“Surround a thought with a pencil,” Eugene Hoffman said. It has been with me since the fall of 1990, my freshman year of college at the University of Northern Colorado. Gene was full of inspirational words. He was not one to let a student fly under the radar, either you participated or you simply didn’t show up. If you showed up you didn’t want to disappoint him, you wanted to impress and that was not easy because he’d seen it all.

For Gene’s graphic design class we were required to order a subscription to Communication Arts. Like the pages of Rolling Stone in high school, I read and re-read each and every article of Communication Arts, turning each thick, white page with anticipation of the inspirational image I might find on the next page. I even ordered a back issue from 1988 in which my professor was featured. He was like a rock star to me… in plaid flannel and suspenders. Gene had really lived it – he was part of the history of graphic design, winning prestigious awards as an illustrator. He even earned a lifetime ski pass to all Colorado ski resorts by designing promotional posters back when the ski industry in Colorado was not doing well.

Plastic Indian by Gene Hoffman

"Plastic Indian," 25" x 37" by Gene Hoffman as shown in Communication Arts Magazine, January/February 1988

Gene used found objects, paper, glue and cardboard to build amazing sculptures but also he offered perspective. Everything is art. You make it art. If you think about it, if you want to do it, make it happen. You are in control and are responsible for what you do. Nothing is impossible. Words are inspiration.

******

What the task asks
Copy the passage about Gene Hoffman between "For Gene’s graphic" and "not doing well.", inclusive, and replace "rock star" with "movie star". Rely only on the passage about Gene Hoffman.

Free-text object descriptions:
******

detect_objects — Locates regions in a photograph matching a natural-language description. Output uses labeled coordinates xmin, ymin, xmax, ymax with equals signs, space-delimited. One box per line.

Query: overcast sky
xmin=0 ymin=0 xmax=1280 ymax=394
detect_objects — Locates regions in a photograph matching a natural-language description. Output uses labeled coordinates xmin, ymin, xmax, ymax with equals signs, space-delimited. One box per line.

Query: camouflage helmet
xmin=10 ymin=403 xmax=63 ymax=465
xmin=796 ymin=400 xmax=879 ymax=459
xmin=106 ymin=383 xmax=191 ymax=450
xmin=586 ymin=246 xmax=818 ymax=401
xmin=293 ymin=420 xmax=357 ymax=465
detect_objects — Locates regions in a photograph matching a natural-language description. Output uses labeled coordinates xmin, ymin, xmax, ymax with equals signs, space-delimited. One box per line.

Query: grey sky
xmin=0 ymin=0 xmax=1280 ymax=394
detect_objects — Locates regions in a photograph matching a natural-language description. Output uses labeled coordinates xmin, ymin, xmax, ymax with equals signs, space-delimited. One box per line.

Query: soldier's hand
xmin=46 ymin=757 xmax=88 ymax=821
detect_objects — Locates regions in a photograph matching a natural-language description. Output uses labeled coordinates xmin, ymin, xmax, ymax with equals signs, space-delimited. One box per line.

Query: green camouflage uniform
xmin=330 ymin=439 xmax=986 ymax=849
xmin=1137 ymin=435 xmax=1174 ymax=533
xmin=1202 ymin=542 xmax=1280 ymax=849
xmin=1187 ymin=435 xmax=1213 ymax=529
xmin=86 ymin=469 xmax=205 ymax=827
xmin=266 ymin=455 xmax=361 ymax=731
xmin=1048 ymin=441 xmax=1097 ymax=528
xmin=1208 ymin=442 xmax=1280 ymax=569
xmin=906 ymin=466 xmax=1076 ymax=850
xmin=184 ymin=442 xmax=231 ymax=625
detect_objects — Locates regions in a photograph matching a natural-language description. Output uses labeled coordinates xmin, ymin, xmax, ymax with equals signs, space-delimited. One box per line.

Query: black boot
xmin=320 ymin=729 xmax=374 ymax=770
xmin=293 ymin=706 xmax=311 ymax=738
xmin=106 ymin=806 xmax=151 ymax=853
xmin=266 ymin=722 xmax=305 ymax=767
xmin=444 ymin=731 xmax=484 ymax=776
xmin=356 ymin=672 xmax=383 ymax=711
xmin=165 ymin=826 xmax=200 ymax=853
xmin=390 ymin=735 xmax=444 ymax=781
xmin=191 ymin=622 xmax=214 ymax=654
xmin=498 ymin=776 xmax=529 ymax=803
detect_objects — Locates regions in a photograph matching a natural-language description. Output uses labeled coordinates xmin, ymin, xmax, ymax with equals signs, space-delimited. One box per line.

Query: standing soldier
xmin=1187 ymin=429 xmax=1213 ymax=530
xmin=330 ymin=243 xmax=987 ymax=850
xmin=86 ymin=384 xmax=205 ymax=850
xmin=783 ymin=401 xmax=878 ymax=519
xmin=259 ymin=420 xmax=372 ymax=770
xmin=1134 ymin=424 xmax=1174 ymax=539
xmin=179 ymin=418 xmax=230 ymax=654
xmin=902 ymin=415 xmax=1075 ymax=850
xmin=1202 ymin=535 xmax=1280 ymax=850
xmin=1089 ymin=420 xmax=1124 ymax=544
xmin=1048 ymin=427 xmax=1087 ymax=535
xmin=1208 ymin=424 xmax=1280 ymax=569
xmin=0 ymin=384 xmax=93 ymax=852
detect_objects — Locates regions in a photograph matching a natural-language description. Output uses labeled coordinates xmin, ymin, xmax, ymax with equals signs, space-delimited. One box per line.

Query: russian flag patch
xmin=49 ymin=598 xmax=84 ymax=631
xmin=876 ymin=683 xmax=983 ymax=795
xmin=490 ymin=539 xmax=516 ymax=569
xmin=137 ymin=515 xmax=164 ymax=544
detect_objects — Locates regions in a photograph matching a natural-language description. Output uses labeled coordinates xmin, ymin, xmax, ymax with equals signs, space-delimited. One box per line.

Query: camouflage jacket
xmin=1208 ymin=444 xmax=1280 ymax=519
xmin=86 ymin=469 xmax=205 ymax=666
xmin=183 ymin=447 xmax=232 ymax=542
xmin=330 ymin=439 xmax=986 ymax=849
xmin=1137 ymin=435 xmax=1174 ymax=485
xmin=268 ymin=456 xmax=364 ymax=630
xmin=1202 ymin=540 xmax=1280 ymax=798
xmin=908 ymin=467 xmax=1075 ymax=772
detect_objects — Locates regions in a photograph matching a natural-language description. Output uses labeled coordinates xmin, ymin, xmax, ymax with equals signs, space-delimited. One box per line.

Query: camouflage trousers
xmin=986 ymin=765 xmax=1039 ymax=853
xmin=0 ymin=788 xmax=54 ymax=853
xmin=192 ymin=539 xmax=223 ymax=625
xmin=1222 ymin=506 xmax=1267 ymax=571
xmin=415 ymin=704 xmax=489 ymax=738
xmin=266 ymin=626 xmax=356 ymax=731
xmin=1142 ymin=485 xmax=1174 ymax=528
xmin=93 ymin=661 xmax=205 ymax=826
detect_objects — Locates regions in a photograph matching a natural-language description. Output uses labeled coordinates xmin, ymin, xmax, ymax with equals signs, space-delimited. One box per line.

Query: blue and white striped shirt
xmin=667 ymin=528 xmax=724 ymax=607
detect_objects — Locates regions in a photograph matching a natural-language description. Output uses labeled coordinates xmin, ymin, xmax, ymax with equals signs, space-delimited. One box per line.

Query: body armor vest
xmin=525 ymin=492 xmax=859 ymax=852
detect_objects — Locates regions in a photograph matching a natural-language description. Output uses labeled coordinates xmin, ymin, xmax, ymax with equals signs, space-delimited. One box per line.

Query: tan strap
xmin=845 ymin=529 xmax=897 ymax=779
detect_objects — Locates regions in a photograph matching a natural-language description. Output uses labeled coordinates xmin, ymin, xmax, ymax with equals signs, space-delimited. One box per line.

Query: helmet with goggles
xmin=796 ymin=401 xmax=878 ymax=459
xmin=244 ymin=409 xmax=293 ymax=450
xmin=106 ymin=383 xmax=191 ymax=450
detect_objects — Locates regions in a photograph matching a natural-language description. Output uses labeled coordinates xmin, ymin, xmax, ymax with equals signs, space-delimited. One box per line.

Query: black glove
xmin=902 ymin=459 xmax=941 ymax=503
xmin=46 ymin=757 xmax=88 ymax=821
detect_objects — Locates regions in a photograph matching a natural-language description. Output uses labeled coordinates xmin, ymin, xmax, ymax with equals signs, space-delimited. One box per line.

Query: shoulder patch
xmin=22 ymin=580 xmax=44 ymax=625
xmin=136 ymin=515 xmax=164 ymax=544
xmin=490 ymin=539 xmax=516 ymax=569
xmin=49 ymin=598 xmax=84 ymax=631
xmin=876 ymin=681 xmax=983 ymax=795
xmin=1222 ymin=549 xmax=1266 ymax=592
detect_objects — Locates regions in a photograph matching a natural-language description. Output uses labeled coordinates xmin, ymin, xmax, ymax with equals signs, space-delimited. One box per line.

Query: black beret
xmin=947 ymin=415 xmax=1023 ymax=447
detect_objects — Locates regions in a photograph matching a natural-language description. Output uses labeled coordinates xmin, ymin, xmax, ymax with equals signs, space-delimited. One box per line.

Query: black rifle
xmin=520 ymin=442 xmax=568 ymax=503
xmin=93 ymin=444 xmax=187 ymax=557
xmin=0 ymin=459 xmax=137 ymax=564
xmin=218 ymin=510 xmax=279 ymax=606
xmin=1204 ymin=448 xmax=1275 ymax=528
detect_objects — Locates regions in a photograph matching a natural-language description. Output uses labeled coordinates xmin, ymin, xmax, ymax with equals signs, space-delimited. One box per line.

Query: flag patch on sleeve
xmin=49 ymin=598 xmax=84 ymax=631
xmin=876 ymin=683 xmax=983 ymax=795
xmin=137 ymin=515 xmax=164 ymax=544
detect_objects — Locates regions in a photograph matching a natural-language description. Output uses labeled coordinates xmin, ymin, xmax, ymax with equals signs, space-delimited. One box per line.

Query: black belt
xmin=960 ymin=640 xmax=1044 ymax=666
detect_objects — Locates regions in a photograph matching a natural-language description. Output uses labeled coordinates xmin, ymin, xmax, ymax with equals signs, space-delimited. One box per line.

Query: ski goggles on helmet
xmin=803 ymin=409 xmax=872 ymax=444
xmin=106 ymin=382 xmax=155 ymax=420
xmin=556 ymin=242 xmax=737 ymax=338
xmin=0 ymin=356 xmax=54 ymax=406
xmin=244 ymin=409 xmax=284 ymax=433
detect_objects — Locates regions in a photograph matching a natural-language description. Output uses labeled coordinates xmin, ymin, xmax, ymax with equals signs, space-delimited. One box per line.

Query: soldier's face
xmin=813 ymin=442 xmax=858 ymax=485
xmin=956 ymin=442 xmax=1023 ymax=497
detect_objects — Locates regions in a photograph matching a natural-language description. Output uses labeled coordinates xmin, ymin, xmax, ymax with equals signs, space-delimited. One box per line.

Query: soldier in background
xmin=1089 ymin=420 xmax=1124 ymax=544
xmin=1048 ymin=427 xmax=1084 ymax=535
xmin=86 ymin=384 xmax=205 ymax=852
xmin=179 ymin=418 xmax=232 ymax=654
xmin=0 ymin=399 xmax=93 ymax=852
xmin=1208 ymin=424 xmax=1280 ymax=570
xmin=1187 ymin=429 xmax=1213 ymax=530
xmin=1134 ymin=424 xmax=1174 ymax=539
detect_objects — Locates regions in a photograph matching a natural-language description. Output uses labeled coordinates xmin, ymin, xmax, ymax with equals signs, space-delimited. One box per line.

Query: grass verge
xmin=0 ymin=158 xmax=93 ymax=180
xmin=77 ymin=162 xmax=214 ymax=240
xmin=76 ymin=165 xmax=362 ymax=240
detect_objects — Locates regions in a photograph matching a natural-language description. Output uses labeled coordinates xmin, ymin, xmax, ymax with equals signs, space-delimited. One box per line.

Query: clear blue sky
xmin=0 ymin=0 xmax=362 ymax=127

******

Result
For Gene’s graphic design class we were required to order a subscription to Communication Arts. Like the pages of Rolling Stone in high school, I read and re-read each and every article of Communication Arts, turning each thick, white page with anticipation of the inspirational image I might find on the next page. I even ordered a back issue from 1988 in which my professor was featured. He was like a movie star to me… in plaid flannel and suspenders. Gene had really lived it – he was part of the history of graphic design, winning prestigious awards as an illustrator. He even earned a lifetime ski pass to all Colorado ski resorts by designing promotional posters back when the ski industry in Colorado was not doing well.